What you should do.
Please read the records below and return each line holding the string "known".

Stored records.
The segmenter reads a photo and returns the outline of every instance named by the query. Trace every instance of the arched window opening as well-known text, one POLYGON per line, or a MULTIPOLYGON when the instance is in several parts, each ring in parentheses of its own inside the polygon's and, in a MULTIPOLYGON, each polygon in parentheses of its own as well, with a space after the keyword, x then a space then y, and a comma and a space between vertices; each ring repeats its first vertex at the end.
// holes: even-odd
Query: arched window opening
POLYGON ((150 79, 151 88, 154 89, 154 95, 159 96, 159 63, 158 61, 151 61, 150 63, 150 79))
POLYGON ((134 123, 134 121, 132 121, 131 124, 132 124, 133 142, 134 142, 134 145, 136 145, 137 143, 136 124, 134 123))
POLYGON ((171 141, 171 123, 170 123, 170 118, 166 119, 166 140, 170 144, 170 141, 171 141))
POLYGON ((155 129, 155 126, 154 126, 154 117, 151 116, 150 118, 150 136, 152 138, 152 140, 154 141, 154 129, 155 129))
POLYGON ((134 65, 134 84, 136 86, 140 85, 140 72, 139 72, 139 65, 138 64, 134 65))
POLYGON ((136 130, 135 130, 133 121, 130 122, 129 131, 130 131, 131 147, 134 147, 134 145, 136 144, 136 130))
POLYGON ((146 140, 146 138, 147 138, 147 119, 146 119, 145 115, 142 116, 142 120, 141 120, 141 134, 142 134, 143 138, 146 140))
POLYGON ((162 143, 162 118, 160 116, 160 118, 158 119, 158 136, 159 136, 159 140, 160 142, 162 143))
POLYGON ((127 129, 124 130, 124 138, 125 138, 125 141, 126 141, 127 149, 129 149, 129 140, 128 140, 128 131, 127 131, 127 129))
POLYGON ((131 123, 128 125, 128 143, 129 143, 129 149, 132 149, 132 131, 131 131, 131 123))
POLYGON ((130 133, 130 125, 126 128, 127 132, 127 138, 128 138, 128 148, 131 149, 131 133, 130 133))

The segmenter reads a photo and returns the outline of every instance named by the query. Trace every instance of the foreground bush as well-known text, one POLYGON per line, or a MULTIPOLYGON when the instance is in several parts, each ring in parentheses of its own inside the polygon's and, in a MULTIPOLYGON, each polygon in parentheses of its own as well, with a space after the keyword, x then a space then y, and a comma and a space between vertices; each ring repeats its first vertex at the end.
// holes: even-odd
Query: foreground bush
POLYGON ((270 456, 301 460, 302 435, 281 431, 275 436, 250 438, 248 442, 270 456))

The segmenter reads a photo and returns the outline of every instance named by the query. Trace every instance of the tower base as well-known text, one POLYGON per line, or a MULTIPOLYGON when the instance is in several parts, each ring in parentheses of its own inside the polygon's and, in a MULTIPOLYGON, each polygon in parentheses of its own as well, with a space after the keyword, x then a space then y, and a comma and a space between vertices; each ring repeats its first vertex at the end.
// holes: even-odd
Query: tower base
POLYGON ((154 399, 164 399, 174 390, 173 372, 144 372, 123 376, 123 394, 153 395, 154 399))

Your solution.
The segmenter reads a photo and returns the outline of every instance named by the query. Trace every instance of the arched window opening as well-known text, one POLYGON per line, or a MULTIPOLYGON when the instance is in several parts, each ring in parentheses of its own inside the polygon's and, in a MULTIPOLYGON, each polygon in parentheses of its own as well, with a space after the keyword, x then a space then y, and a comma and a space between vertices; each ring repeats its first vertex at the end.
The segmenter reads a photo and returns the outline of every instance named by the query. Trace every instance of the foreground bush as well-known text, one POLYGON per line, or a MULTIPOLYGON when the instance is in several parts, each ring in parentheses of its own inside the polygon's and, in a MULTIPOLYGON, each polygon in parentheses of its own as well, with a space after the keyword, x then a space then y, and a comma and a space between vertices; each ring repeats its first vertex at the end.
The segmenter reads a photo and returns the outline of every instance named by the query. Trace every instance of the tower base as well-known text, one POLYGON per line, or a MULTIPOLYGON when the instance is in several parts, each ring in parentheses of its own inside the polygon's and, in a MULTIPOLYGON, each polygon in parentheses of its own as well, with a space after the keyword, x then a space then y, and a comma and a space between vertices; each ring repeats its first vertex at the end.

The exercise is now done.